EXERCISE 1:
Copy out, word for word, all of the records that follow the text on solar power generation.

----- EXTRACT PROVIDED

When considering cleaning, it is important to check the relationship between the degree of soiling and the reduction in power generation. Even if a surface appears dirty, the impact on generation can be small, and conversely, dirt that looks minor may be affecting a specific circuit. To make it easier to judge next time, record the cleaned area, the date of the work, the weather, and the affected sections so you can compare power generation before and after cleaning.


Seasonal factors such as snowfall and fallen leaves also affect power generation. In snowy regions, power generation may drop significantly during periods when snow remains on panel surfaces. In locations with many fallen leaves, deposits can remain on some panels from autumn into winter. These are not necessarily equipment failures, but to increase power generation it is necessary to identify when and where losses are likely to occur and incorporate that into inspection plans.


Photographic records are useful for on-site loss checks. If you keep photos taken from the same position and orientation, and at times as close as possible, you can compare vegetation growth, changes in shadows, and the accumulation of dirt. Relying only on memory of the site makes differences from the previous inspection unclear. To increase power generation, it is important not only to temporarily fix problems you find but also to keep locations that are prone to recurrence on your management list.


Step 3 Check for abnormalities in the panels, wiring, and connections

If no major problems are found in the site environment, check the equipment—panels, wiring, and connection points—for abnormalities. In a solar power plant, many panels and lengths of wiring work together to generate electricity. Therefore, a fault in one part can appear as an overall drop in power generation. To increase power output, it is important to narrow down which unit is experiencing the abnormality.


First, determine the extent of the low power generation. Check whether the entire plant is producing low output, only certain sections are low, or only specific circuits are low. If only specific circuits have low output, suspect panel defects, loose connections, wiring damage, deterioration of terminal parts, tripped/disconnected breakers, open circuits, or poor contact. If multiple circuits are similarly low, inspect common equipment, junction boxes, and wiring routes.


During visual inspection, check the panel surface for cracks, discoloration, burn marks, frame deformation, abnormalities on the rear, cable sagging, damage to the sheath, loose connectors, animal damage, and the effects of rainwater. Some abnormalities cannot be judged by visual inspection alone, but obvious damage or connection failures can sometimes be detected early. In particular, after grass cutting, strong winds, heavy rain, snowfall, or suspected lightning strikes, it is important to check wiring and connection points for abnormalities.

----------
----- DATASET ROWS

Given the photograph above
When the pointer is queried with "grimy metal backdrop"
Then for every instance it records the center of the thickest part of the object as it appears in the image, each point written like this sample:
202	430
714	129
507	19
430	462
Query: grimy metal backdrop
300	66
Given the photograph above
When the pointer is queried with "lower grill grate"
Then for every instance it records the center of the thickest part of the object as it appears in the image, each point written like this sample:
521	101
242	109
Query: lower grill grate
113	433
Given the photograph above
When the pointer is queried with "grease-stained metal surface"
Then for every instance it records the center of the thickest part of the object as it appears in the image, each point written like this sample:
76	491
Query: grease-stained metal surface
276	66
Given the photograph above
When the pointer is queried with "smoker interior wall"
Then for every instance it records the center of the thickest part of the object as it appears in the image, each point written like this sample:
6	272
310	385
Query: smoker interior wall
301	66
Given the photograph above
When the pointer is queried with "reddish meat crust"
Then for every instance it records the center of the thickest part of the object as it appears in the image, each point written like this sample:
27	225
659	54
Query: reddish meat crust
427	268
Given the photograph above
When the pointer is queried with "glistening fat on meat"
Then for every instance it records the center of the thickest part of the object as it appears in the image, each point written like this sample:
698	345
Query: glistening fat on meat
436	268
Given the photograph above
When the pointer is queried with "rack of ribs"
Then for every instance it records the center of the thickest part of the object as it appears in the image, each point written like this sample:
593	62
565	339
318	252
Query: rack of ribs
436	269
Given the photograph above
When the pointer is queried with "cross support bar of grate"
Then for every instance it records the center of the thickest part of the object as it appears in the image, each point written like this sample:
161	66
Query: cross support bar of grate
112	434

----------

EXERCISE 2:
According to the text on solar power generation, what should be inspected if multiple circuits are similarly low?

WRITTEN REPLY 1:
Given the photograph above
When the pointer is queried with "grimy metal backdrop"
Then for every instance it records the center of the thickest part of the object as it appears in the image, each point written like this sample:
202	430
714	129
507	19
430	462
Query: grimy metal backdrop
300	66
Given the photograph above
When the pointer is queried with "lower grill grate"
Then for every instance it records the center of the thickest part of the object as it appears in the image, each point written like this sample:
521	101
242	109
Query: lower grill grate
113	433
Given the photograph above
When the pointer is queried with "grease-stained metal surface"
Then for every instance it records the center of the thickest part of the object as it appears in the image, each point written like this sample:
76	491
Query: grease-stained metal surface
276	66
Given the photograph above
When the pointer is queried with "smoker interior wall"
Then for every instance it records the center of the thickest part of the object as it appears in the image, each point written like this sample:
6	272
310	385
Query: smoker interior wall
301	66
Given the photograph above
When the pointer is queried with "reddish meat crust"
Then for every instance it records the center of the thickest part of the object as it appears in the image, each point written like this sample:
27	225
659	54
Query: reddish meat crust
427	268
Given the photograph above
When the pointer is queried with "glistening fat on meat"
Then for every instance it records the center of the thickest part of the object as it appears in the image, each point written like this sample:
698	345
Query: glistening fat on meat
436	268
Given the photograph above
When the pointer is queried with "rack of ribs"
Then for every instance it records the center of the thickest part of the object as it appears in the image, each point written like this sample:
593	62
565	339
318	252
Query: rack of ribs
436	269
Given the photograph above
When the pointer is queried with "cross support bar of grate"
Then for every instance it records the center of the thickest part of the object as it appears in the image, each point written like this sample:
161	66
Query: cross support bar of grate
112	434

WRITTEN REPLY 2:
Common equipment, junction boxes, and wiring routes.